## Instructions to follow:
Return exactly the lines below, starting with the one that has "Target: woman's gray hair" and going on through the one that has "Shot-chart audit: point to every instance of the floral".

═════ Raw data ═════

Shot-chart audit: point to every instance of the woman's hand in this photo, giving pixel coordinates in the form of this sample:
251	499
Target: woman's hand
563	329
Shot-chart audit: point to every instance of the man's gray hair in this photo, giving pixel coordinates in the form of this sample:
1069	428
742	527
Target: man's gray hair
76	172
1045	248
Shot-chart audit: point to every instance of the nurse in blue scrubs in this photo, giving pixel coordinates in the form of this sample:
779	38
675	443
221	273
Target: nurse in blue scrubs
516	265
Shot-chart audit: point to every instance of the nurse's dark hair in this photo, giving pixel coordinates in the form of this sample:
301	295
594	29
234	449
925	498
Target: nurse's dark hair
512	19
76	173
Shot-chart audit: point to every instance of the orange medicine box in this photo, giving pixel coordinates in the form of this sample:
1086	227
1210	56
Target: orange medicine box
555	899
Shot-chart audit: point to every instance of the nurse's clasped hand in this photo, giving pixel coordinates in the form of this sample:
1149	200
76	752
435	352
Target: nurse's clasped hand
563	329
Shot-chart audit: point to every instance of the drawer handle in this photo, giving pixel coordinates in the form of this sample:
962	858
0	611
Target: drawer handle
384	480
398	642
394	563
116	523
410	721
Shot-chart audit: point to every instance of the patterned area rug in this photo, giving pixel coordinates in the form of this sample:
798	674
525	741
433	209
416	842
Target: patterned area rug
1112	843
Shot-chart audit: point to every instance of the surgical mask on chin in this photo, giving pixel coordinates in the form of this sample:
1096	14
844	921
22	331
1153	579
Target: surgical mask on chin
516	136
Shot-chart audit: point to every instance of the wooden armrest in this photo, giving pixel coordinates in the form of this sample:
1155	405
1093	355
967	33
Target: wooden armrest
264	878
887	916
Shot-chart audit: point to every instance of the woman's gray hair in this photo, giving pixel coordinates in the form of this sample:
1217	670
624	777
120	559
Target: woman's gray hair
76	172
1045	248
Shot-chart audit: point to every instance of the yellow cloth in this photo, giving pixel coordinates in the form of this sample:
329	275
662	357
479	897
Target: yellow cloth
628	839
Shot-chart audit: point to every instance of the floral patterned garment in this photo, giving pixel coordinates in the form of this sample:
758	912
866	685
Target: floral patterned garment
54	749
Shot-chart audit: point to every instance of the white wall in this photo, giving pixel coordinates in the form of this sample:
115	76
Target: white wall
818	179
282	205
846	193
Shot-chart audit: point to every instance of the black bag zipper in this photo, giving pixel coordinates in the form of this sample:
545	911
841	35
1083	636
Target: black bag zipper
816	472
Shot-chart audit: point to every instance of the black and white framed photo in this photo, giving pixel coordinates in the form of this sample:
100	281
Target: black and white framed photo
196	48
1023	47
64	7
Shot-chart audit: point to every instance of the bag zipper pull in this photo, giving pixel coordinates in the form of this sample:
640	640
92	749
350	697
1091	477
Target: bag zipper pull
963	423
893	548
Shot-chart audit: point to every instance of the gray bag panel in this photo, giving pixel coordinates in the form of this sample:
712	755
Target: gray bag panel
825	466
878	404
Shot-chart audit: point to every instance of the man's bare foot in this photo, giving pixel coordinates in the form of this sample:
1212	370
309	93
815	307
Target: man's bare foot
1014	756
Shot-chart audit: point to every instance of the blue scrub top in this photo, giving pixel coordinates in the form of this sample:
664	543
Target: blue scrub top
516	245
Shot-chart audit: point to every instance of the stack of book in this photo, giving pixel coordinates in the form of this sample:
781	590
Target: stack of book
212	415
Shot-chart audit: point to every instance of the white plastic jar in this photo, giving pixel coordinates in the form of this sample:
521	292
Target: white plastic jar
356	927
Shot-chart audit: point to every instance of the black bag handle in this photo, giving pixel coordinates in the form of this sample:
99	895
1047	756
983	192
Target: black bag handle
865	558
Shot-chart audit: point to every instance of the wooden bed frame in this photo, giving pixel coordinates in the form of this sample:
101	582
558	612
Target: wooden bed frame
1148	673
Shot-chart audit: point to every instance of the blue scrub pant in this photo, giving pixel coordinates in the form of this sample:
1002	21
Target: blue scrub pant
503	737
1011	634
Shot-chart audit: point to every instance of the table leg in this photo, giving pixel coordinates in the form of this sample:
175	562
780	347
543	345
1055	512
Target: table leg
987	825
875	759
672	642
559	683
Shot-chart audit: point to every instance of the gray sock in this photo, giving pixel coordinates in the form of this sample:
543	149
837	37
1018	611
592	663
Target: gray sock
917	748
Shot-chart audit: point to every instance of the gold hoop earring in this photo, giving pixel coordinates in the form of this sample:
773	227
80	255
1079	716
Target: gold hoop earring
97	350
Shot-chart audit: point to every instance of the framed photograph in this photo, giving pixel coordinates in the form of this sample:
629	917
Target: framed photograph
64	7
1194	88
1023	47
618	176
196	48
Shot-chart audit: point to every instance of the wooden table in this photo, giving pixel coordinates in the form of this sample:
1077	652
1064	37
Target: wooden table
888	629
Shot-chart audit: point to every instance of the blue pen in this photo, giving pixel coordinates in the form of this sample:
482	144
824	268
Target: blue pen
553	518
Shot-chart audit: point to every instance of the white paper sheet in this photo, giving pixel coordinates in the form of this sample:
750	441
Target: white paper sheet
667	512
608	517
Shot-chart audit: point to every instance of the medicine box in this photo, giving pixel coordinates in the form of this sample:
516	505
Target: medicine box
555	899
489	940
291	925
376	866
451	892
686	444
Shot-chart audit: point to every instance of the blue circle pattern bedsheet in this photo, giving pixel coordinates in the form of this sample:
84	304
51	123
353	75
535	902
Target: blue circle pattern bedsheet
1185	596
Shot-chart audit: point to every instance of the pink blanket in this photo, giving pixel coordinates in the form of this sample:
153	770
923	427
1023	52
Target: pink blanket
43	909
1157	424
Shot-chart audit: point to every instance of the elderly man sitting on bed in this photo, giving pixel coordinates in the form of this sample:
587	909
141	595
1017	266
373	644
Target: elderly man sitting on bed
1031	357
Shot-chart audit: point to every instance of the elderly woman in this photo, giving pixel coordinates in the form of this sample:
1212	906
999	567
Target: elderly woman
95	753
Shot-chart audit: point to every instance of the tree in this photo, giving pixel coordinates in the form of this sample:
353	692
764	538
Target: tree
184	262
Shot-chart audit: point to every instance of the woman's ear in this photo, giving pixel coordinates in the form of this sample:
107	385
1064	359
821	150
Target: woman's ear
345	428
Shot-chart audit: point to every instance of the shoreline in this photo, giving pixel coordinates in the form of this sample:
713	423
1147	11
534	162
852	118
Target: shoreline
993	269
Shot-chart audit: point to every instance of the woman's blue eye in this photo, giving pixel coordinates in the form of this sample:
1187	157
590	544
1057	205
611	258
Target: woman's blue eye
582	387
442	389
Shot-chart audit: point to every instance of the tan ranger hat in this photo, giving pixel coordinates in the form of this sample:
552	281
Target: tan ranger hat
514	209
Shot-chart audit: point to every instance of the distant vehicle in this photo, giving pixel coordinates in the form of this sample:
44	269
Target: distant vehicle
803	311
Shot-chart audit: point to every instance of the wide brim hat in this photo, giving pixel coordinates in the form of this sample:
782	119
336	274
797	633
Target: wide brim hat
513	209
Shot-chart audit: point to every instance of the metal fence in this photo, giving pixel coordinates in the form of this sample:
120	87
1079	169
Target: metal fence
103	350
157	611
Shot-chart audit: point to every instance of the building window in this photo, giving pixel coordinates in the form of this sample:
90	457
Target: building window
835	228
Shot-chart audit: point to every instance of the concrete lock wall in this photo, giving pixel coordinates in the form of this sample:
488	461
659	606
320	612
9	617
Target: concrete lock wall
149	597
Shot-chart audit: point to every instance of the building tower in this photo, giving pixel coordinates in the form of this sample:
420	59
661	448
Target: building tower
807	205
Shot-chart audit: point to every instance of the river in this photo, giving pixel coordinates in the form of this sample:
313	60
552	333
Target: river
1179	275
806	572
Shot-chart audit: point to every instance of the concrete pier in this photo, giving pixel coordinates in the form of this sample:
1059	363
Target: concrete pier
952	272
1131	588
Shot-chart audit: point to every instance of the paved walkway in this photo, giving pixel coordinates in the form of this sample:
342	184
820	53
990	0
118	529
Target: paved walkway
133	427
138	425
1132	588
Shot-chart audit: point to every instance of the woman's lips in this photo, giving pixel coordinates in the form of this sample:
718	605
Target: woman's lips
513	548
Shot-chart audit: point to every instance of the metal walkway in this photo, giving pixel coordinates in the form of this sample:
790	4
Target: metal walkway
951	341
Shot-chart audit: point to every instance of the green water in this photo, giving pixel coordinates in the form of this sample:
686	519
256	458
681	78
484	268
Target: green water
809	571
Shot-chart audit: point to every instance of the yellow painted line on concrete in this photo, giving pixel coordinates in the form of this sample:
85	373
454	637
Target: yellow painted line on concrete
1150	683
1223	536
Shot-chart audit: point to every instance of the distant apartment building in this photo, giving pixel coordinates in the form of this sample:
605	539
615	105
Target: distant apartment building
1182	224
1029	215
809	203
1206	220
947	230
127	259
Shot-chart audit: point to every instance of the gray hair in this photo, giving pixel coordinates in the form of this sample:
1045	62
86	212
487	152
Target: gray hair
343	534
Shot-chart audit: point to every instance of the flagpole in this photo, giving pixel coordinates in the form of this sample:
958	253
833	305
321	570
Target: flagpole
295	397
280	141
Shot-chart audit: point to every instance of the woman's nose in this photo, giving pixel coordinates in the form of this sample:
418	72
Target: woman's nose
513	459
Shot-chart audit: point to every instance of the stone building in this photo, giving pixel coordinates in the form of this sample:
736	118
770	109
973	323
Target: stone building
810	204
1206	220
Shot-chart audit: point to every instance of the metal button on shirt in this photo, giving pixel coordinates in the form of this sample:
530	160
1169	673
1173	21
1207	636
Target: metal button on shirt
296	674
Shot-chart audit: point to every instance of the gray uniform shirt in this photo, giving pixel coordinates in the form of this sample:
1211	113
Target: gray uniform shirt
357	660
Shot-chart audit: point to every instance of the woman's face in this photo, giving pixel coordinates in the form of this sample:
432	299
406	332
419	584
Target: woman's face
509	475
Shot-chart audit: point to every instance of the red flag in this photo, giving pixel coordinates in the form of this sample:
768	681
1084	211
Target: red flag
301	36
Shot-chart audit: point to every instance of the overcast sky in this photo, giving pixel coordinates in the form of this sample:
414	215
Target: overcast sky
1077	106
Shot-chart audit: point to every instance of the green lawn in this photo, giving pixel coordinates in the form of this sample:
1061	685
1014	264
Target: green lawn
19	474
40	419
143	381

═════

## Solution below:
Target: woman's gray hair
76	172
1045	248
Shot-chart audit: point to every instance of the yellow cloth in this photo, giving pixel coordinates in the form of this sample:
329	275
662	357
479	897
Target: yellow cloth
628	839
Shot-chart audit: point to every instance of the floral patterned garment in this photo, giving pixel coordinates in the form of this sample:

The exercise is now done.